日本の経済力を強くするために、組織づくりに関わる経営者などにおすすめしたい本

デザイン

ただ美しいものを作れるだけじゃなく、一歩上のデザイナーになりたいデザイナーが読むべき本

英語読書初心者向け

英語は簡単だけど面白い、そんな面白さと英語の易しさのバランスの良いものを厳選

英語でしか読めないおすすめ

英語で読む以上、英語でしか読めない本を読みたい。現在和訳版がない本のなかでぜひ読んでほしい本。

「島はぼくらと」辻村深月

オススメ度 ★★★★☆ 4/5
冴島という瀬戸内海にある架空の島で生活する4人の高校生、朱里(あかり)、衣香(きぬか)、源樹(げんき)、新(あらた)を描いた物語。
冒頭では登場人物達の様子から、日本で島に住むということがどういうことかがわかるだろう。朱里(あかり)、衣香(きぬか)、源樹(げんき)、新(あらた)は毎日島の外の高校へ通い、フェリーの時間のせいで部活に所属する事が難しくなる。子供達は、大学になる島の外へ出て行くので島の大人達は「一緒にいられるのは18年」という思いで子供を育てる。また、小さな子供を持つ母親にとっては医者が島にいるかいないかが非常に重要なのである。
本作品では単純に島の人々の文化や生活だけでなく、そこに移住してくるIターンの人々を物語に取り入れている。どこからかやってきたウェブデザイナーや、かつでのオリンピック水泳選手などが島に住んでいて、彼らの様子も物語を面白くしている。

* * * *

作業一覧.
a – 本の紹介文によると、「島はぼくらと」の舞台である冴島はどこにある島ですか。
b – 本の紹介文を、最後の文の後から続けて書いてください。

* * * *

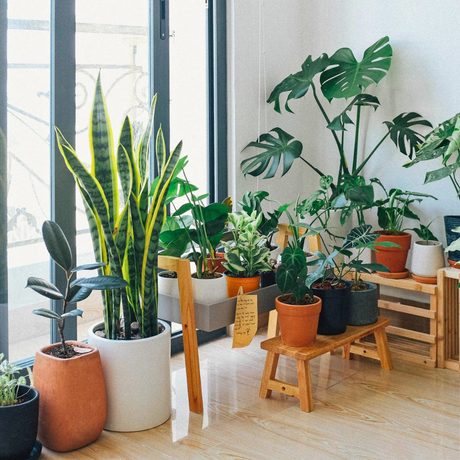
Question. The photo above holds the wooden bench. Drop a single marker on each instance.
(303, 355)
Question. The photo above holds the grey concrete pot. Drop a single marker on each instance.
(363, 309)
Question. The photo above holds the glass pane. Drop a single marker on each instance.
(28, 171)
(112, 37)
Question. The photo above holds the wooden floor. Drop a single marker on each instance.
(361, 412)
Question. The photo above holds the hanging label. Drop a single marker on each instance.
(246, 319)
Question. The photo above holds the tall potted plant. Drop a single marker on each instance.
(71, 365)
(126, 236)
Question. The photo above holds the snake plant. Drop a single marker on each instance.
(125, 232)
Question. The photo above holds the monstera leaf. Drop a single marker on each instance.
(299, 83)
(402, 134)
(347, 77)
(363, 100)
(275, 149)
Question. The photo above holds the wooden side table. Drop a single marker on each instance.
(324, 344)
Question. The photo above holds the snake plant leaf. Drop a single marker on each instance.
(77, 294)
(274, 149)
(346, 77)
(103, 166)
(363, 100)
(57, 244)
(100, 283)
(76, 312)
(46, 313)
(402, 134)
(299, 83)
(45, 288)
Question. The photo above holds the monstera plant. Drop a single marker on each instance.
(125, 232)
(341, 76)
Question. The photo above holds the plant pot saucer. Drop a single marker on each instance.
(425, 279)
(394, 275)
(36, 451)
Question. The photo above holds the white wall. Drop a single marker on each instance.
(424, 77)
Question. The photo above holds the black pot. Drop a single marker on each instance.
(334, 311)
(363, 306)
(451, 222)
(267, 279)
(19, 425)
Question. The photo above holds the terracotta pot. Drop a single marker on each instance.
(298, 323)
(234, 283)
(73, 402)
(394, 258)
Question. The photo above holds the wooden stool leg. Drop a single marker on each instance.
(271, 363)
(383, 349)
(305, 392)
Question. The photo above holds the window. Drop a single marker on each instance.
(53, 47)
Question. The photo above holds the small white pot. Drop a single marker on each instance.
(427, 258)
(209, 291)
(138, 379)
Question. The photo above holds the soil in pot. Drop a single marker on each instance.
(335, 304)
(363, 304)
(298, 320)
(19, 425)
(84, 398)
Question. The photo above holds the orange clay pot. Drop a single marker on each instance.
(234, 283)
(73, 402)
(298, 323)
(394, 258)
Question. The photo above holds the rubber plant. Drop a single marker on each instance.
(125, 234)
(341, 76)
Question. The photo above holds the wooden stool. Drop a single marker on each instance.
(324, 344)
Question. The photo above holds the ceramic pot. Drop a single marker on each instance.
(209, 291)
(234, 282)
(137, 373)
(363, 306)
(19, 425)
(334, 310)
(427, 258)
(394, 258)
(298, 323)
(73, 403)
(450, 223)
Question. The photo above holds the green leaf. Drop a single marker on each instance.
(100, 283)
(274, 149)
(346, 77)
(44, 288)
(57, 244)
(402, 134)
(46, 313)
(299, 83)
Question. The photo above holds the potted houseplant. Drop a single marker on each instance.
(443, 143)
(341, 76)
(126, 236)
(19, 405)
(247, 254)
(71, 365)
(427, 256)
(391, 211)
(298, 309)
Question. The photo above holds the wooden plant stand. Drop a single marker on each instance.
(324, 344)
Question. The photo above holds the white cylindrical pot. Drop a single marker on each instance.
(208, 291)
(427, 258)
(138, 379)
(168, 286)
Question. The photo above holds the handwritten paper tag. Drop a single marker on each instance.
(245, 319)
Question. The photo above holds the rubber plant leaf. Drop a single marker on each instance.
(57, 244)
(299, 83)
(346, 77)
(402, 134)
(276, 150)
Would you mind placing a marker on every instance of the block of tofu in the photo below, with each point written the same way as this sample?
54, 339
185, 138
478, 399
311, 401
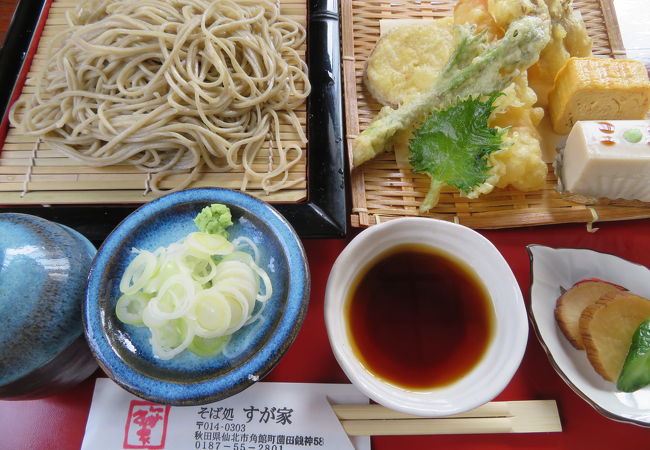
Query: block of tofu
607, 159
598, 89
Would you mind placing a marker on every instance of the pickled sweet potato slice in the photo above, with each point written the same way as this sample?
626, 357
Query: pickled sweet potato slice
570, 305
607, 327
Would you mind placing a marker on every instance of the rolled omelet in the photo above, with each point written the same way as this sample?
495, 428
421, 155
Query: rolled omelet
407, 60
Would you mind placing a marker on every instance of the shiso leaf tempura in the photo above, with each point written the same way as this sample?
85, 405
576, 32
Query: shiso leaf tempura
452, 147
195, 293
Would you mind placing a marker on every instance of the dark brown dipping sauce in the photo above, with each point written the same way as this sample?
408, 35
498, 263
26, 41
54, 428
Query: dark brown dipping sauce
419, 318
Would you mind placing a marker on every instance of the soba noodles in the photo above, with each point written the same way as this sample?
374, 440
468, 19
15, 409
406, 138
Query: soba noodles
172, 85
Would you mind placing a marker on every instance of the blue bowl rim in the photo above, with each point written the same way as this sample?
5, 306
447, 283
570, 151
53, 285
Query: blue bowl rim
254, 368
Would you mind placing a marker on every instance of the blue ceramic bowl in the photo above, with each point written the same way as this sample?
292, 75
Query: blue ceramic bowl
43, 271
124, 352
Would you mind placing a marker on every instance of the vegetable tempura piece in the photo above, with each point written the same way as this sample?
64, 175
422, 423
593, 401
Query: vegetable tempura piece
475, 68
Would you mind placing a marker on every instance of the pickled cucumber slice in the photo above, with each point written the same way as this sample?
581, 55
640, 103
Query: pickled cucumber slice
636, 369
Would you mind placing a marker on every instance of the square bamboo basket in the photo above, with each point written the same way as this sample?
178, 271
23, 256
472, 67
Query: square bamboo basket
382, 191
33, 173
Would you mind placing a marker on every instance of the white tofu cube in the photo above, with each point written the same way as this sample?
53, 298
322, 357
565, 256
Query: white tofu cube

* * * *

作業ごとの結果.
a – 瀬戸内海にある架空の島です。

b –
離島とはいえ技術などの変化の波には逆らえず、それゆえにさまざまな問題が起こる。本書はそんななかで島の人々の様子を高校生の4人を中心に描くのである。
印象的だったのが地域の活性化の仕事の一部として島に訪れる若い女性ヨシノの存在である。自らの利益を度外視して人に尽くすように見えるヨシノの振る舞いに朱里(あかり)、衣香(きぬか)には理解できないのである。

朱里のことを、ヨシノはたくさんたくさん、知っているだろう。だけど朱里は、この人のことを何も知らない。愚痴も不満も、聞いたことが何もない。ヨシノはいつだって、朱里たちを受け止めてくれたけど、彼女の方から話してくれたことは一度だってない。

辻村作品からは特に新しい情報が得られる訳でもないが、いろんな立場の人の気持ちが見えてくる気がする。悩みを持たない人はいないし、人をうらやまない人もいない。本書もそんな人の心が見えてくる温かい作品に仕上がっている。
【楽天ブックス】「島はぼくらと」

「初ものがたり」宮部みゆき

オススメ度 ★★★☆☆ 3/5
江戸の本所深川の岡っ引き茂七(もしち)が地域で起きる事件や諍いを解決していく。
物語自体は、時代こそ違えど殺人、失踪、イカサマなど、現代の探偵物語でも出てきそうなことを扱っている。舞台が現代であればそこら中にありそうな物語であるが、それを江戸という時代で描くところが宮部みゆきらしさなのだろう。宮部みゆきの時代小説はどれに対しても言える事だが、本書も物語を楽しむ中で、江戸の時代の人々の生活が見えてくる。
僕自身「岡っ引き」という言葉の意味さえ知らないほどこの時代に対して無知なのだが、読んでいるうちに日本の人々の生活が、江戸やそれ以前から現在に至るまでどのように発展し変化してきたのか興味を抱いた。日本の過去の人々の生活にももっと目を向けていきたいと思った。
やや解決していない事案もあるような気がするが、ひょっとしたら続編があるのかもしれない。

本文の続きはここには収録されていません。